### RECORDS SHOWN:
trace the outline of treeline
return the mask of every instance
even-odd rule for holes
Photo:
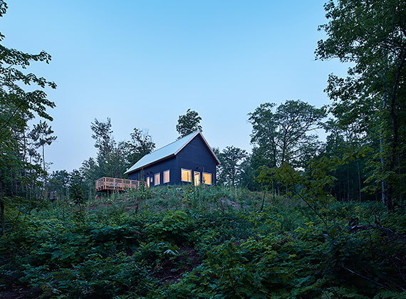
[[[219,183],[296,196],[303,189],[316,188],[314,196],[381,200],[389,210],[401,204],[405,192],[404,2],[328,1],[328,22],[319,27],[326,38],[318,43],[316,59],[338,58],[352,65],[345,78],[328,77],[326,91],[331,103],[322,107],[301,100],[260,105],[247,116],[252,125],[252,152],[232,145],[216,150],[222,162]],[[0,16],[6,9],[0,1]],[[0,41],[4,38],[0,34]],[[51,56],[3,45],[0,54],[3,233],[6,205],[24,211],[46,204],[50,195],[75,201],[94,196],[95,179],[121,177],[130,165],[155,149],[147,132],[135,128],[128,141],[117,142],[110,120],[95,120],[91,128],[97,156],[71,173],[48,174],[46,148],[56,138],[48,110],[55,103],[45,90],[56,85],[27,68],[33,62],[48,63]],[[30,126],[35,117],[41,120]],[[179,116],[179,137],[202,129],[200,121],[190,110]],[[321,142],[318,130],[323,130],[327,139]]]

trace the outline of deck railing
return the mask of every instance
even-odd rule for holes
[[[137,189],[145,182],[134,179],[116,179],[115,177],[102,177],[95,182],[96,192],[99,191],[124,191],[126,189]]]

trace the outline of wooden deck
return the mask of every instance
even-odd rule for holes
[[[135,181],[133,179],[116,179],[114,177],[102,177],[95,182],[96,192],[109,191],[124,191],[126,189],[137,189],[145,182]]]

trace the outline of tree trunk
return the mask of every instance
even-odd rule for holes
[[[42,145],[42,162],[43,164],[43,199],[45,200],[46,196],[46,169],[45,167],[45,150],[44,146]]]
[[[347,201],[350,202],[350,169],[347,167]]]
[[[1,172],[0,171],[0,175]],[[3,182],[0,181],[0,221],[1,221],[1,236],[6,232],[6,226],[4,224],[4,199],[3,198]]]
[[[357,160],[357,169],[358,171],[358,194],[360,202],[362,201],[361,197],[361,174],[360,173],[360,161]]]
[[[4,225],[4,203],[3,200],[0,201],[0,218],[1,219],[1,236],[6,232],[6,226]]]

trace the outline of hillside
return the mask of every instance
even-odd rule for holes
[[[340,202],[317,212],[326,224],[287,198],[190,187],[8,206],[0,297],[405,295],[404,214]]]

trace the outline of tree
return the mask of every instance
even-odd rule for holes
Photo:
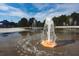
[[[37,21],[34,17],[29,19],[29,26],[36,26],[37,25]]]
[[[28,27],[28,20],[26,18],[21,18],[21,20],[18,22],[18,26]]]

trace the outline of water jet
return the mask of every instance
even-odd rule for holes
[[[54,48],[56,44],[56,34],[54,30],[54,22],[51,18],[46,18],[43,30],[43,37],[45,40],[41,41],[41,45],[47,48]]]

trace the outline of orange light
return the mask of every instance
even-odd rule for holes
[[[42,40],[41,45],[47,48],[54,48],[57,44],[52,40]]]

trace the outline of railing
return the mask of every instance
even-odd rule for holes
[[[55,28],[79,28],[79,26],[55,26]],[[0,28],[0,33],[30,31],[32,29],[43,29],[43,27],[17,27],[17,28]]]

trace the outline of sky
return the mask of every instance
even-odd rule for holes
[[[0,21],[18,22],[21,18],[35,17],[43,21],[46,17],[57,17],[79,13],[78,3],[0,3]]]

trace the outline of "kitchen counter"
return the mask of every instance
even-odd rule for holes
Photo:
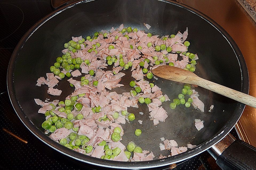
[[[242,3],[245,0],[241,1],[177,1],[194,8],[211,18],[231,36],[245,60],[249,75],[249,94],[256,97],[256,18],[253,15],[255,11],[254,10],[250,12]],[[255,1],[246,1],[247,4],[250,2],[251,7],[255,8]],[[256,109],[246,106],[236,128],[242,139],[256,147]]]
[[[256,19],[256,1],[255,0],[241,0],[246,9],[249,10]]]

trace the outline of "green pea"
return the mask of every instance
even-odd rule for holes
[[[48,120],[46,120],[42,124],[42,126],[45,129],[49,129],[51,126],[51,123]]]
[[[143,73],[146,73],[149,70],[145,68],[144,68],[142,69],[142,72]]]
[[[116,147],[112,150],[112,152],[114,155],[118,155],[120,152],[121,152],[121,150],[118,147]]]
[[[77,115],[77,116],[76,117],[76,118],[77,118],[77,120],[81,120],[83,118],[83,115],[82,114],[78,114]]]
[[[173,100],[173,102],[175,104],[176,106],[179,105],[181,104],[181,101],[178,99],[174,99]]]
[[[131,90],[130,91],[130,94],[132,96],[135,96],[137,95],[137,92],[134,90]]]
[[[137,129],[135,130],[134,133],[136,136],[139,136],[141,134],[141,130],[139,129]]]
[[[129,67],[131,67],[133,66],[133,63],[130,61],[129,61],[127,64],[129,65]]]
[[[65,145],[67,143],[67,141],[66,138],[63,138],[59,140],[59,144],[62,145]]]
[[[95,86],[97,86],[98,85],[98,83],[99,83],[99,82],[97,80],[93,82],[93,84]]]
[[[193,91],[191,89],[189,89],[187,90],[187,94],[189,96],[190,96],[193,93]]]
[[[151,103],[151,99],[147,97],[145,99],[145,103],[148,104]]]
[[[82,109],[82,108],[83,107],[83,105],[80,103],[77,103],[75,104],[75,107],[76,107],[77,109],[77,110],[78,111],[80,111]]]
[[[174,109],[176,107],[176,104],[173,103],[171,103],[169,106],[170,108],[172,109]]]
[[[112,65],[113,64],[113,62],[111,60],[109,60],[107,61],[107,64],[109,65]]]
[[[122,33],[125,33],[126,32],[126,29],[125,28],[123,28],[121,32]]]
[[[126,157],[127,157],[127,159],[130,159],[130,158],[131,157],[131,154],[130,152],[129,151],[125,151],[125,154]]]
[[[50,112],[49,111],[46,111],[45,113],[45,116],[46,117],[50,115]]]
[[[109,145],[107,144],[104,146],[104,150],[105,151],[109,148]]]
[[[150,87],[152,88],[154,87],[154,83],[149,83],[149,85],[150,85]]]
[[[57,129],[59,129],[60,128],[63,128],[63,125],[62,125],[62,124],[61,123],[60,121],[59,122],[57,122],[58,123],[55,125],[55,126],[56,126],[56,128],[57,128]]]
[[[189,69],[189,71],[191,72],[194,72],[195,70],[195,69],[194,67],[191,67]]]
[[[194,65],[197,64],[196,61],[194,60],[191,60],[191,61],[190,62],[190,63],[191,63],[191,64],[193,65]]]
[[[185,98],[185,96],[184,96],[184,95],[183,94],[179,94],[178,95],[178,98],[179,99],[182,98],[184,99]]]
[[[141,67],[143,67],[144,66],[144,61],[141,61],[139,62],[139,63],[140,66],[141,66]]]
[[[109,61],[111,60],[111,56],[109,56],[107,57],[107,58],[106,58],[106,59],[107,60],[107,61]]]
[[[159,100],[161,101],[161,102],[163,103],[165,100],[165,97],[164,96],[162,96],[159,98]]]
[[[181,100],[181,104],[185,104],[186,101],[185,101],[185,99],[183,98],[182,98],[180,99]]]
[[[90,53],[93,51],[93,49],[91,48],[90,48],[87,50],[87,52]]]
[[[128,114],[128,112],[127,110],[122,110],[121,112],[121,114],[123,116],[125,116]]]
[[[191,67],[191,65],[188,64],[186,65],[186,68],[187,69],[189,69]]]
[[[71,120],[74,118],[74,115],[72,113],[69,113],[67,115],[67,118],[69,120]]]
[[[55,114],[53,112],[53,111],[54,110],[54,109],[52,109],[50,110],[50,114],[53,116],[55,115]]]
[[[160,47],[160,45],[156,45],[155,47],[155,49],[157,51],[159,51],[161,50],[161,48]]]
[[[105,154],[106,155],[111,155],[112,153],[112,150],[111,149],[107,149],[105,150]]]
[[[172,62],[170,62],[169,63],[169,65],[170,66],[174,66],[174,64]]]
[[[113,118],[115,119],[116,119],[118,118],[119,117],[119,114],[118,113],[116,112],[114,113],[114,114],[112,115]]]
[[[107,143],[106,142],[106,141],[103,141],[101,143],[99,143],[98,144],[98,145],[99,146],[105,146],[106,145],[106,144]]]
[[[130,82],[129,84],[131,87],[134,87],[136,85],[136,83],[135,81],[132,81]]]
[[[135,144],[134,143],[132,142],[130,142],[127,145],[126,148],[128,151],[131,152],[133,151],[135,147]]]
[[[137,93],[139,93],[141,91],[141,89],[139,87],[135,87],[135,91]]]
[[[160,49],[162,50],[164,50],[166,48],[166,46],[164,44],[161,44],[160,46]]]
[[[185,103],[185,106],[186,107],[190,107],[190,103],[187,101]]]
[[[139,102],[142,104],[144,103],[145,102],[145,99],[142,97],[139,97]]]
[[[74,125],[73,123],[71,122],[67,121],[64,124],[64,126],[63,126],[66,129],[69,130],[73,128],[73,126],[74,126]]]
[[[190,53],[189,55],[189,58],[191,60],[194,60],[195,58],[195,56],[193,53]]]
[[[148,73],[147,74],[147,78],[149,79],[151,79],[153,78],[153,74],[152,73]]]
[[[158,57],[157,56],[154,56],[153,57],[153,59],[154,60],[157,60],[157,59],[158,59]]]
[[[92,70],[91,70],[89,71],[89,74],[90,75],[92,76],[94,75],[94,71]]]
[[[141,148],[139,146],[136,146],[135,147],[135,148],[134,148],[134,150],[133,150],[133,152],[137,152],[137,153],[142,153],[142,149],[141,149]]]
[[[147,46],[148,47],[150,47],[152,46],[152,43],[150,42],[148,42],[147,44]]]
[[[125,65],[125,66],[124,66],[123,68],[124,68],[125,69],[127,69],[129,68],[129,65],[128,64],[126,64]]]
[[[51,72],[52,73],[53,72],[53,71],[54,71],[54,70],[56,69],[56,67],[55,67],[55,66],[51,66],[50,67],[50,71],[51,71]]]
[[[132,121],[135,119],[135,115],[133,113],[130,113],[128,116],[128,119],[130,121]]]
[[[129,40],[129,37],[128,35],[125,35],[123,36],[125,37],[126,37],[127,38],[127,40]]]
[[[70,43],[70,46],[73,48],[74,48],[76,45],[77,43],[75,41],[73,41]]]
[[[159,65],[160,64],[160,62],[158,60],[155,61],[155,65]]]
[[[183,44],[184,44],[184,45],[187,47],[189,46],[189,45],[190,45],[190,43],[187,41],[185,41]]]
[[[120,134],[116,132],[114,132],[111,135],[111,139],[113,142],[118,142],[121,138]]]
[[[58,117],[56,115],[51,117],[51,121],[53,123],[55,123],[58,121]]]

### EXERCISE DIRECTIONS:
List every line in the entries above that contains the word "outline", copying each line in full.

### FINISHED EXERCISE:
trace the outline of treeline
trace the outline of deck railing
trace the outline of wooden deck
trace the outline of tree trunk
trace the outline of hillside
trace the outline of tree
trace the outline of water jet
trace the outline of orange light
trace the outline of railing
trace the outline of sky
trace the outline of "kitchen counter"
trace the outline of "green pea"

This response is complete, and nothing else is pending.